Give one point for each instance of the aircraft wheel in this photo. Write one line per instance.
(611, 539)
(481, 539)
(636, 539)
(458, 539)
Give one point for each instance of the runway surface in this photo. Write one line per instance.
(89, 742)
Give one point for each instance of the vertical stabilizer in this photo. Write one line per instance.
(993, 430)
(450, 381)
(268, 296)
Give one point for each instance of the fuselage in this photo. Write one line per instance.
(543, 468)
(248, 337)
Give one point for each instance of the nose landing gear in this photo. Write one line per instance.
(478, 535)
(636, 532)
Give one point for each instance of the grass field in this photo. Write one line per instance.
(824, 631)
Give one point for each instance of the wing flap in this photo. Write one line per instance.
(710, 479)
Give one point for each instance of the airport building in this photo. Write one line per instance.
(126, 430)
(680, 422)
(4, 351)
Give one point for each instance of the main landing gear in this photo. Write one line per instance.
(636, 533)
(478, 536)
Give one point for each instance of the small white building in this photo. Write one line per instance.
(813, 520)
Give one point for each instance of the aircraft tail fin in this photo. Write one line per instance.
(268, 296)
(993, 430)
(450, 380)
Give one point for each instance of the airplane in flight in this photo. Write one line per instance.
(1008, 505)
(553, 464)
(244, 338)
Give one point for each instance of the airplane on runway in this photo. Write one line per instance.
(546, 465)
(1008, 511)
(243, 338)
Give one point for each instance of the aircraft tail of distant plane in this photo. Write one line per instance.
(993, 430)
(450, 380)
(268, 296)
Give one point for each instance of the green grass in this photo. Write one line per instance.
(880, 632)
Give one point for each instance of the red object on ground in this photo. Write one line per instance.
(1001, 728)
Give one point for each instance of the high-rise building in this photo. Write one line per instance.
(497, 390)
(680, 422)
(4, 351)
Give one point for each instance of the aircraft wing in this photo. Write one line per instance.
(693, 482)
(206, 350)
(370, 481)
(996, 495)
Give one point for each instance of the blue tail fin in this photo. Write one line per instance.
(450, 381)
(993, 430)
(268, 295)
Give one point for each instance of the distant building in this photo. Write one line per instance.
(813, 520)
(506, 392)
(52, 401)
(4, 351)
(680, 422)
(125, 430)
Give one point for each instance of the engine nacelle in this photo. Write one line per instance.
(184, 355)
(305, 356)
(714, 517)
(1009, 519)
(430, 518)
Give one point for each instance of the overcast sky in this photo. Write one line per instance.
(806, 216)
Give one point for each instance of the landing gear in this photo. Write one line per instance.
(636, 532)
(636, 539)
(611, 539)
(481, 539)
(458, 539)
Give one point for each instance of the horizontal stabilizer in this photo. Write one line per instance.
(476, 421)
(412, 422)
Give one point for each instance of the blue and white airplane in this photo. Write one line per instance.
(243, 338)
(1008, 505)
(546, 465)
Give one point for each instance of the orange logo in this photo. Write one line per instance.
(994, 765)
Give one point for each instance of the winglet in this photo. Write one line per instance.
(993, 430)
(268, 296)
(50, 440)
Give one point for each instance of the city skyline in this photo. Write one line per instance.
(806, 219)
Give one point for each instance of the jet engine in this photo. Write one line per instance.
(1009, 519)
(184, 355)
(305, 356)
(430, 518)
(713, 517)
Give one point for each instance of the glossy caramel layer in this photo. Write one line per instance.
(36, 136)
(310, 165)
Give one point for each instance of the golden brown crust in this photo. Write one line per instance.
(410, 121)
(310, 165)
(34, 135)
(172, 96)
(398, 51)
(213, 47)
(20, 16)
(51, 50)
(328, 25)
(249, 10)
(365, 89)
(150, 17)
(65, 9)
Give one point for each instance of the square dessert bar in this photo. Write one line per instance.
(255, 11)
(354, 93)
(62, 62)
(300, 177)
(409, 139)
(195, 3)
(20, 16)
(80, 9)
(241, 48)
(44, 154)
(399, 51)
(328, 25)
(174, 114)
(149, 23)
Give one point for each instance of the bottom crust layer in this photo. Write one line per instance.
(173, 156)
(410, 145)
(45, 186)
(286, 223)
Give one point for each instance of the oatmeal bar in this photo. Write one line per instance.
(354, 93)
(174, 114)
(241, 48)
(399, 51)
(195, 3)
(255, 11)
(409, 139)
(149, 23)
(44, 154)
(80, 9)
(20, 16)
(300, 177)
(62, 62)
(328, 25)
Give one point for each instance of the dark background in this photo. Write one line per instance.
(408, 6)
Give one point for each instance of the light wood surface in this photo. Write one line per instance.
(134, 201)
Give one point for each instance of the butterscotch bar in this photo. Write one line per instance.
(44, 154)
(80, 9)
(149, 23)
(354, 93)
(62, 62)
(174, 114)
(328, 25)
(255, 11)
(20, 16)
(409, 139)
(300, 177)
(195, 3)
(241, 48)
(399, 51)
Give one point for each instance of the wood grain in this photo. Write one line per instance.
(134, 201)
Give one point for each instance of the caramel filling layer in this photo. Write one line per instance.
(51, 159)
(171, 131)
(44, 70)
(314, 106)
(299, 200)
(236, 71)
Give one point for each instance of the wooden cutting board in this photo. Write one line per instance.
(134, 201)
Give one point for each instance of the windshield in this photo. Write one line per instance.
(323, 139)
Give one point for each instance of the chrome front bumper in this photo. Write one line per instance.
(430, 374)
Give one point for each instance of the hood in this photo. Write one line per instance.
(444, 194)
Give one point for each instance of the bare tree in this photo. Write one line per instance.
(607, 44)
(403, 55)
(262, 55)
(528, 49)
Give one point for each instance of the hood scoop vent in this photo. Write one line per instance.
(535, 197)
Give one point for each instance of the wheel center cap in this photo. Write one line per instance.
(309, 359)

# [Challenge]
Copy all of the material word for word.

# [Result of this exercise]
Give one point for each instance of the aircraft wheel in this photo. Write one line per instance.
(611, 539)
(481, 539)
(636, 539)
(458, 539)
Give one point for each instance of the runway surface in this photo. Write one line per instance.
(89, 742)
Give one point for each instance of the vertical stabilizer in this photo. Write one line per instance.
(993, 430)
(450, 381)
(268, 296)
Give one point for each instance of the fuselage in this photo. Write one line per instance.
(543, 468)
(248, 337)
Give one point for each instance of the nose landing gear in this photo. Write one line per instance.
(478, 535)
(636, 532)
Give one point for each instance of the grass field in this photo. Write one line per instance.
(824, 631)
Give one point for each instance of the wing flap in this photo. Write one line per instance.
(710, 479)
Give one point for each instance of the airport building in this photo. Write one line per instance.
(126, 430)
(680, 422)
(4, 351)
Give one point for each instance of the main landing gear in this photo. Write one line per instance.
(636, 533)
(478, 536)
Give one point for each instance of the small white building in this photo. Write one line per instance.
(813, 520)
Give one point for each instance of the aircraft tail fin in this photo. Write one line per instance.
(268, 296)
(993, 430)
(450, 380)
Give one point for each instance of the airplane in flight in this photo. Write one line per instance.
(1008, 505)
(553, 464)
(244, 338)
Give one point for each instance of the airplane on runway in this photo. Write one line per instance.
(546, 465)
(1008, 511)
(243, 338)
Give one point for each instance of the aircraft tail of distant plane in this photo. Write one line per instance.
(993, 430)
(450, 380)
(268, 296)
Give one point for each instance of the green grass in this photo. Write one line per instance.
(880, 632)
Give one point for each instance of the red object on ground in this photo. Write one line per instance.
(1001, 728)
Give one point for each instance of the high-rise building in this photo. Write one line per instance.
(497, 390)
(680, 422)
(4, 351)
Give one point for each instance of the aircraft wing in this photo. Write one line per instance.
(693, 482)
(206, 350)
(370, 481)
(996, 495)
Give one point for each instance of the blue tail fin in this photo. Write one line per instance.
(450, 381)
(993, 430)
(268, 295)
Give one point for each instance of the distant building in this photo. Write one line per instance.
(813, 520)
(506, 392)
(52, 401)
(4, 351)
(680, 422)
(125, 430)
Give one point for each instance of the engine nacelle in this photo. Write one line per instance.
(184, 355)
(305, 356)
(714, 517)
(1009, 519)
(430, 518)
Give one point for each instance of the overcast sky in this photo. Write one line per instance.
(806, 216)
Give one point for each instance of the landing gear in this photo. Write one line per instance.
(636, 532)
(636, 539)
(611, 539)
(481, 539)
(458, 539)
Give one point for each instance of the horizontal stabilizer in this photo. Write one line per instance.
(476, 421)
(412, 422)
Give one point for each instance of the blue and white airplane in this photo. Write one line per instance.
(243, 338)
(1008, 505)
(546, 465)
Give one point for each instance of the orange logo in this photo. Write one line per instance.
(994, 765)
Give one point for each instance of the winglet in this photo. Write one line per instance.
(993, 430)
(268, 296)
(50, 440)
Give one point for each instance of the city skyline in this photo. Write one line per instance.
(806, 219)
Give one point for each instance of the jet engine in this photo. Write one line per instance.
(1009, 519)
(184, 355)
(305, 356)
(430, 518)
(713, 517)
Give one point for each instance of the glossy caramel layer in this photo. Write one line per instance.
(36, 136)
(310, 165)
Give one point for each instance of the golden brown crust in this photo. Write one line per instance.
(410, 121)
(310, 165)
(34, 135)
(172, 96)
(398, 51)
(213, 47)
(20, 16)
(51, 50)
(328, 25)
(249, 10)
(365, 89)
(150, 17)
(65, 9)
Give one point for each instance of the square dessert bar in this photo. Write one line per instance.
(255, 11)
(354, 93)
(62, 62)
(300, 177)
(409, 139)
(195, 3)
(20, 16)
(80, 9)
(241, 48)
(44, 154)
(399, 51)
(328, 25)
(174, 114)
(149, 23)
Give one point for each instance of the bottom crust layer in this photo. Write one line per instance.
(173, 156)
(410, 145)
(45, 186)
(286, 223)
Give one point for each instance of the oatmeal bar in this photo. Write one line per instance.
(354, 93)
(174, 114)
(241, 48)
(399, 51)
(195, 3)
(255, 11)
(409, 139)
(149, 23)
(44, 154)
(80, 9)
(20, 16)
(300, 177)
(62, 62)
(328, 25)
Give one point for each instance of the dark background in this photo. Write one line per instance.
(408, 6)
Give one point for each instance of the light wood surface in this photo. Write one line per instance.
(134, 201)
Give one point for each instance of the butterscotch bar in this photo. Write one line per instance.
(44, 154)
(80, 9)
(149, 23)
(354, 93)
(62, 62)
(174, 114)
(328, 25)
(255, 11)
(20, 16)
(409, 139)
(300, 177)
(195, 3)
(241, 48)
(399, 51)
Give one point for each instance of the wood grain in this photo. Write one line per instance.
(134, 201)
Give one point for each instance of the caramel filling layer in this photo. Write one line per instance.
(51, 159)
(171, 131)
(44, 70)
(314, 106)
(299, 200)
(236, 71)
Give one point for each instance of the wooden cutting board in this photo. Write one line per instance.
(134, 201)
Give one point for each instance of the windshield in this photo. Write one line per instance.
(323, 139)
Give one point for each instance of the chrome front bumper in this photo. Write one line per instance.
(430, 374)
Give one point for each instance of the hood in this photo. Write one line per instance.
(444, 194)
Give one point for each instance of the bare tree in this photo. Write one line per instance.
(607, 44)
(403, 55)
(262, 55)
(528, 49)
Give one point for each instance of the hood scoop vent in this photo. Write one line per instance.
(535, 197)
Give one point for each instance of the wheel center cap in this photo. Write one line per instance.
(309, 359)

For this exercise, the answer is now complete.